#### Ausgangstext:
·····

Ottilie Pohl (geborene Levit; * 14. November 1867 in Schönwalde; † Dezember 1943 im KZ Theresienstadt) war eine deutsche Politikerin und Widerstandskämpferin gegen den Nationalsozialismus. Sie war Berliner Stadtverordnete der Unabhängigen Sozialdemokratischen Partei Deutschlands (USPD) im Wahlbezirk Tiergarten und später Mitglied in der KPD.
Leben
Ottilie Pohl hieß mit ihrem jüdischen Vornamen „Taube“, und mit Taube Pohl hat sie auch Dokumente unterschrieben, z. B. ihre Heiratsurkunde. Unter diesem Namen ist sie auch in Familien- und Ahnenforschungs-Plattformen zu finden.
Sie erlernte den Beruf der Putz- und Federmacherin (Hutmacherin), arbeitete jedoch bis 1924 als Bürogehilfin. In den 1930er Jahren eröffnete sie ein Hutgeschäft, welches sie bis zu ihrer Rente 1932 führte. Danach half sie dem jüdischen Kinderarzt Dr. Joseph bis 1943 als Arzthelferin.

·····

#### Arbeitsauftrag 1:
Ersetzen Sie im Text über Ottilie Pohl „Bürogehilfin“ durch „Sekretärin“ und geben Sie den Abschnitt wieder, beginnend bei „Sie erlernte den“ und endend bei „1943 als Arzthelferin.“.
#### Arbeitsauftrag 2:
Setzen Sie den Text über das Leben von Ottilie Pohl im Anschluss an seinen letzten Satz fort.
Die Datensätze stehen in keinem Zusammenhang mit dem Ausgangstext.

#### Datensatz:
·····

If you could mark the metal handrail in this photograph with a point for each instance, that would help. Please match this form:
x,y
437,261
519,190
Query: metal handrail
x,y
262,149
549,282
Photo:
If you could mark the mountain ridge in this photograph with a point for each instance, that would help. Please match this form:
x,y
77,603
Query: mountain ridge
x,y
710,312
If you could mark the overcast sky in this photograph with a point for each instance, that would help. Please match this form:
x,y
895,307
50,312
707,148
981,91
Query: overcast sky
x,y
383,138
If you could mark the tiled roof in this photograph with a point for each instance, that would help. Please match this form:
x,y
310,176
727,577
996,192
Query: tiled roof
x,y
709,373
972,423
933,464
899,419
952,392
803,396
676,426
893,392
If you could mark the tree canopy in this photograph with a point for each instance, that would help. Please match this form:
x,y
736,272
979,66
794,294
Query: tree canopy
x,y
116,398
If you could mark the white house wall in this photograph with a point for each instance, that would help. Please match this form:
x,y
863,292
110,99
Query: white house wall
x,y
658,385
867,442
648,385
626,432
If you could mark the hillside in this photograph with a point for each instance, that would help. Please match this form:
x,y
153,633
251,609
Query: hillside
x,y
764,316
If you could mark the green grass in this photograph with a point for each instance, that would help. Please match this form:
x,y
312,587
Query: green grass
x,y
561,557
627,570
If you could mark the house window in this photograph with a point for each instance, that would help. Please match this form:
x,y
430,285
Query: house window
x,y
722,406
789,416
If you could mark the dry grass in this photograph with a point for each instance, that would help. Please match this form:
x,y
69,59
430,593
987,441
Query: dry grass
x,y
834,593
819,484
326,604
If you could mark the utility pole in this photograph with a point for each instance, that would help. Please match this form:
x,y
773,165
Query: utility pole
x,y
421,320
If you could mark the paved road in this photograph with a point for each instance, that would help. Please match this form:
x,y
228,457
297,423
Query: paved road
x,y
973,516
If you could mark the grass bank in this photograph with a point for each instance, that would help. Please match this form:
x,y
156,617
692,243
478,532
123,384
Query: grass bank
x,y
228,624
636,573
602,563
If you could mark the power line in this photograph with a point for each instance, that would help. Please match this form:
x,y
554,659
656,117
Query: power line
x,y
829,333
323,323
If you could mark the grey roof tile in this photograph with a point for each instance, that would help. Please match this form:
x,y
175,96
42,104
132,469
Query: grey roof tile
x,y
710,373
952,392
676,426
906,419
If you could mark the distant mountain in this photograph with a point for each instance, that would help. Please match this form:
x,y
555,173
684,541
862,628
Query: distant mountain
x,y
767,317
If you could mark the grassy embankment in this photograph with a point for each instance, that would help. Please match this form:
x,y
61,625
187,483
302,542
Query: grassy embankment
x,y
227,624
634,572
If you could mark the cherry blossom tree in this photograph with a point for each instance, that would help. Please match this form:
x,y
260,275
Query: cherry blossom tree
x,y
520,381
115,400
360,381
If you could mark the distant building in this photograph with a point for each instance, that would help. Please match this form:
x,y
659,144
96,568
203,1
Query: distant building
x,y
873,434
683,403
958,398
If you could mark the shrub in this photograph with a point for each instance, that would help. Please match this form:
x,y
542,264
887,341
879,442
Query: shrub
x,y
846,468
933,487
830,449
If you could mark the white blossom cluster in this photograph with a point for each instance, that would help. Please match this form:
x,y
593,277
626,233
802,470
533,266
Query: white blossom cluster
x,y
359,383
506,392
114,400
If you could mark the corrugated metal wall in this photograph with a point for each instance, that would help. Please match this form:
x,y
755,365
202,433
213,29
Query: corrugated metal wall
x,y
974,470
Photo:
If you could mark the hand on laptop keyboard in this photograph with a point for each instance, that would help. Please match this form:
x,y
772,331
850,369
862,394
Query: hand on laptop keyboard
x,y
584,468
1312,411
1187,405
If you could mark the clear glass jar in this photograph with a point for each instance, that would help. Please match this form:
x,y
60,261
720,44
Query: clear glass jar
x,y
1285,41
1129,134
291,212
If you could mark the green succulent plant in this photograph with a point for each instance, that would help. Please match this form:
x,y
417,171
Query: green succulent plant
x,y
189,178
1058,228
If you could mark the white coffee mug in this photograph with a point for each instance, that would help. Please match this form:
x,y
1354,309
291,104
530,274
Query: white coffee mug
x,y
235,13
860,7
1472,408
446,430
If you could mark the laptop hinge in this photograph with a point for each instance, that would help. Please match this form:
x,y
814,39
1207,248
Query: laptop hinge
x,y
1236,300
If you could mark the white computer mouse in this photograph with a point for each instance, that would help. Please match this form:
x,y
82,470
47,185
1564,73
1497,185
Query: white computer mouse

·····

#### Schriftliche Antwort 1:
Sie erlernte den Beruf der Putz- und Federmacherin (Hutmacherin), arbeitete jedoch bis 1924 als Sekretärin. In den 1930er Jahren eröffnete sie ein Hutgeschäft, welches sie bis zu ihrer Rente 1932 führte. Danach half sie dem jüdischen Kinderarzt Dr. Joseph bis 1943 als Arzthelferin.

#### Schriftliche Antwort 2:
Sie war das zweitälteste von insgesamt 7 Kindern (drei Mädchen) der Eheleute Moritz (Meier) Levit (1843–1892), ein jüdischer Handelsmann, und Friederike (Riekel) geb. Zirker (1839–1885) aus Schönwalde bei Luckau/Niederlausitz. Die Mutter starb 1885, und der Vater zog mit den Kindern nach Berlin – die Familie wohnte ausschließlich im Nordosten der Stadt (Moabit, Scheunenviertel) mit seinen vielen Mietskasernen, ab 1915 in der Beusselstrasse 43. Von Ottilies sechs Geschwistern ist das Schicksal der meisten unklar: Cäcilie (* 1866) heiratete 1897 und starb 1906 in Berlin; Hajom (genannt Hugo) (* 1872) heiratete 1905, sein weiteres Leben ist (noch) unbekannt; Max (Menachim) (* 1873) wurde wie seine Schwester Taube/Ottilie in Theresienstadt (oder Treblinka) ermordet; Hedwig (* 1875) starb 1939 in Lauben (?); und Georg (* 1876) heiratete 1903 in Berlin, wo er 1943 verstarb.
Als der Vater 1892 starb, heiratete Ottilie 1893 den Kutscher und späteren Fabrikarbeiter Wilhelm Hermann Pohl (1867–1915) – sie hatten drei Kinder (Gertrud: 1895–1946; Hans: * 1897, verstarb mit 8 Monaten; Fritz: 1900–1978). Gertrud heiratete 1915, wurde aber 1931 wieder geschieden und zog nach Varel, Kreis Oldenburg – sie hatte keine Kinder. Fritz heiratete 1930 und blieb mit seiner Frau in Berlin – aus dieser Ehe gibt es ein Kind.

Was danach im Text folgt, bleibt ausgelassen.